■ **What the exercise asks**:
Revise the listing below by replacing every occurrence of "one point per instance" with "one point per object", leaving all other text unchanged.

___ Records shown ___

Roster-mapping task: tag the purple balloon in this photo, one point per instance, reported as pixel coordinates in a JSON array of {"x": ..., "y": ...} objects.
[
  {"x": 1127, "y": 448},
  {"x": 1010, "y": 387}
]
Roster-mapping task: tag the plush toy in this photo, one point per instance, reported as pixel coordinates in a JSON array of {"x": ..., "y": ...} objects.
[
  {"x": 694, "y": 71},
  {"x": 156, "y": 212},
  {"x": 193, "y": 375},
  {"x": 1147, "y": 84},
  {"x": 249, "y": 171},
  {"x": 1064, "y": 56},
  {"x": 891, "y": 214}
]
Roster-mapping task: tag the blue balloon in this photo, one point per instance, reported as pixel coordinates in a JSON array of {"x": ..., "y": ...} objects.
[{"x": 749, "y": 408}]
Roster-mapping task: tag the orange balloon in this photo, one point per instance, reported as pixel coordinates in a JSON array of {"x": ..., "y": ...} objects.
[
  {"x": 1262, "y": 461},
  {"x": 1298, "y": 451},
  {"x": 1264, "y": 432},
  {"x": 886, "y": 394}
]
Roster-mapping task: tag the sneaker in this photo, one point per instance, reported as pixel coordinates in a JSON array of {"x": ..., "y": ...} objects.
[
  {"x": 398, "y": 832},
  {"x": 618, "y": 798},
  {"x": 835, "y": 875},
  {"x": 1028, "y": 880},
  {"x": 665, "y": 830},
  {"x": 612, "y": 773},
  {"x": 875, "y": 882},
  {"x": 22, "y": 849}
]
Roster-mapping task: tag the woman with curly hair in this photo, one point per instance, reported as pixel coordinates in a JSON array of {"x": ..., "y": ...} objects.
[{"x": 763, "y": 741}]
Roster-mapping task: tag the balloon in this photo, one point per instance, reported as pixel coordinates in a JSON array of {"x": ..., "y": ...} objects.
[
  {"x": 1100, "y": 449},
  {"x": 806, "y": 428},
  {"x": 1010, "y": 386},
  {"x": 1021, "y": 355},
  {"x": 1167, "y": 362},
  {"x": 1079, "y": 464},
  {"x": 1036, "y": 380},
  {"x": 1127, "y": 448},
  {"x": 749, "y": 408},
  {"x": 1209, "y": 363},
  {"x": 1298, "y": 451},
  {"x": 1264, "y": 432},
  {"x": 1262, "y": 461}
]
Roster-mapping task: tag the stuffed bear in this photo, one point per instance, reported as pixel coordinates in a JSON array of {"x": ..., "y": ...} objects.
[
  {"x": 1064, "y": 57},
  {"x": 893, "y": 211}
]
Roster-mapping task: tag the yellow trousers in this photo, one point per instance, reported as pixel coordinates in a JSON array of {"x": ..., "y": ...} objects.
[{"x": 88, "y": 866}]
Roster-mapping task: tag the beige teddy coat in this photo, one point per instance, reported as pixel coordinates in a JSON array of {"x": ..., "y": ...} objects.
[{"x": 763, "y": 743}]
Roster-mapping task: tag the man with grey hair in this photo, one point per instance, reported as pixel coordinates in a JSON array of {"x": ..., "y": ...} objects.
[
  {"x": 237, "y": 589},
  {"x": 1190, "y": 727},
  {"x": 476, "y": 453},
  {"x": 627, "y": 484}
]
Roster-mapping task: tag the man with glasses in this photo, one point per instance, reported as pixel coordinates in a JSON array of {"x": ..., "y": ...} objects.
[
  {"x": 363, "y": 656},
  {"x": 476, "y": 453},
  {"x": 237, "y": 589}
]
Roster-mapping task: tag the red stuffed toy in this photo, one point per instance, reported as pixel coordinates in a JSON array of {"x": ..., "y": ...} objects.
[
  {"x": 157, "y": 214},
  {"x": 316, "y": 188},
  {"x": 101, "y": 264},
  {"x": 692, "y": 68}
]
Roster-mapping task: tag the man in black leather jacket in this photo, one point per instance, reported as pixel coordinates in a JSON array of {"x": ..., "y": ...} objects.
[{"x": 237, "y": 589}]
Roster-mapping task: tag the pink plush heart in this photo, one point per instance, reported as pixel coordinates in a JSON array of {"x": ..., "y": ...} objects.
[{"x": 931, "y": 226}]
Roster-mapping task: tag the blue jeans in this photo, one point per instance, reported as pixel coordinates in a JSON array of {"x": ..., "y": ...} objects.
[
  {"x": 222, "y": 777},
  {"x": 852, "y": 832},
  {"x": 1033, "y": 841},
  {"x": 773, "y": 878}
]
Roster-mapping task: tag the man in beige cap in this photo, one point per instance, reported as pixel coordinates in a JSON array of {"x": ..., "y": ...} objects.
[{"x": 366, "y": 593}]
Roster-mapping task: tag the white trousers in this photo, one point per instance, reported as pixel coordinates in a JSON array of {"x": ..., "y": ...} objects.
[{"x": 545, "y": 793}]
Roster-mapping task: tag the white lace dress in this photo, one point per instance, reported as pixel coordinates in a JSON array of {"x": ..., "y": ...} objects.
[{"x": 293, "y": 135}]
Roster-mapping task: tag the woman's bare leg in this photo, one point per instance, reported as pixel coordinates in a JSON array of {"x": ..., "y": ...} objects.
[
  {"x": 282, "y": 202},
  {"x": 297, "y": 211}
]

___

■ **Response**:
Roster-mapping task: tag the purple balloon in this photo, one point per object, reported as pixel coordinates in a JSON array of {"x": ..., "y": ...} objects.
[
  {"x": 1127, "y": 448},
  {"x": 1010, "y": 387}
]
Roster-mapping task: tag the plush toy in this photo, one point per object, reported as pixel coordinates in a JSON array of {"x": ..., "y": ...} objects.
[
  {"x": 694, "y": 71},
  {"x": 156, "y": 212},
  {"x": 193, "y": 375},
  {"x": 1147, "y": 84},
  {"x": 249, "y": 171},
  {"x": 1064, "y": 56},
  {"x": 891, "y": 214}
]
Roster-mapping task: tag the blue balloon in this photo, one point per object, reported as pixel coordinates in a JSON array of {"x": ..., "y": ...} objects.
[{"x": 749, "y": 408}]
Roster-mapping task: tag the orange balloon in this photo, one point per object, reported as pixel coordinates in a JSON array of {"x": ..., "y": ...} objects.
[
  {"x": 1262, "y": 461},
  {"x": 1298, "y": 451},
  {"x": 1264, "y": 432},
  {"x": 886, "y": 394}
]
Roster-mapping task: tag the sneaker in this photo, one point per object, reported as pixel coordinates in a JSON array of {"x": ..., "y": ...} objects.
[
  {"x": 398, "y": 832},
  {"x": 618, "y": 798},
  {"x": 835, "y": 875},
  {"x": 1028, "y": 880},
  {"x": 665, "y": 830},
  {"x": 612, "y": 773},
  {"x": 875, "y": 882},
  {"x": 22, "y": 849}
]
Roster-mapping task: tag the woman with curly hair in this photo, one point per object, reported as pixel coordinates in a JSON array of {"x": ..., "y": ...} objects.
[{"x": 763, "y": 741}]
Roster-mapping task: tag the balloon in this photo, one point per object, reported as pixel coordinates in a JSON array of {"x": ..., "y": ...} objects.
[
  {"x": 1100, "y": 449},
  {"x": 806, "y": 428},
  {"x": 1010, "y": 386},
  {"x": 1021, "y": 355},
  {"x": 1167, "y": 362},
  {"x": 1079, "y": 464},
  {"x": 1036, "y": 380},
  {"x": 1127, "y": 448},
  {"x": 749, "y": 408},
  {"x": 1209, "y": 363},
  {"x": 1298, "y": 451},
  {"x": 1264, "y": 432},
  {"x": 1262, "y": 461}
]
Roster-mapping task: tag the stuffed bear in this photo, one point per object, reported as pixel coordinates in a JSON array of {"x": ..., "y": ...} objects.
[
  {"x": 1064, "y": 57},
  {"x": 893, "y": 211}
]
Roster-mapping task: tag the yellow trousers in this photo, one point per object, reported as pixel coordinates in a JSON array of {"x": ..., "y": ...} objects.
[{"x": 88, "y": 866}]
Roster-mapping task: tag the beige teddy coat in this photo, one point per object, reported as pixel coordinates in a JSON array of {"x": ..., "y": ...} objects.
[{"x": 763, "y": 743}]
Roster-mapping task: tag the man with grey hair in this photo, one point per object, reported as pixel coordinates in a JSON array of {"x": ..., "y": ...} objects.
[
  {"x": 237, "y": 589},
  {"x": 1190, "y": 727},
  {"x": 476, "y": 453},
  {"x": 627, "y": 484}
]
Roster-mapping task: tag the man with glasses in this photo, one point per object, reported as pixel coordinates in a JSON array of {"x": ..., "y": ...} objects.
[
  {"x": 363, "y": 656},
  {"x": 476, "y": 453},
  {"x": 237, "y": 589}
]
Roster-mapping task: tag the red stuffed toy in this photo, one point per object, reported as pixel coordinates in a JSON array of {"x": ..., "y": ...} objects.
[
  {"x": 157, "y": 214},
  {"x": 316, "y": 188},
  {"x": 101, "y": 264},
  {"x": 692, "y": 68}
]
Roster-mapping task: tag the man in black leather jacket in this photo, one point per object, reported as pixel coordinates in a JSON array of {"x": ..., "y": ...} objects.
[{"x": 237, "y": 589}]
Roster-mapping task: tag the pink plush heart in this photo, one point per object, reported as pixel coordinates in a JSON array of {"x": ..., "y": ...} objects.
[{"x": 931, "y": 226}]
Roster-mapping task: tag the blue jeans in this photo, one point per object, reported as pixel coordinates in a JSON array of {"x": ..., "y": ...} objects.
[
  {"x": 222, "y": 777},
  {"x": 852, "y": 832},
  {"x": 1033, "y": 841},
  {"x": 773, "y": 878}
]
Roster-mapping task: tag the man in beige cap in this photo, one point per object, reported as pixel coordinates in a JSON array of {"x": ..., "y": ...} objects.
[{"x": 366, "y": 593}]
Roster-mapping task: tag the white trousers in this photo, one point per object, reported as pixel coordinates in a JSON array of {"x": ..., "y": ...} objects.
[{"x": 545, "y": 793}]
Roster-mapping task: tag the white lace dress in this photo, one point per object, reported as pixel coordinates in a JSON array of {"x": ..., "y": ...} objects.
[{"x": 293, "y": 135}]
Roster-mapping task: tag the woman's bare leg in this photo, one point per object, reported as pixel coordinates in a JSON array of {"x": ..., "y": ...} objects.
[
  {"x": 282, "y": 202},
  {"x": 297, "y": 211}
]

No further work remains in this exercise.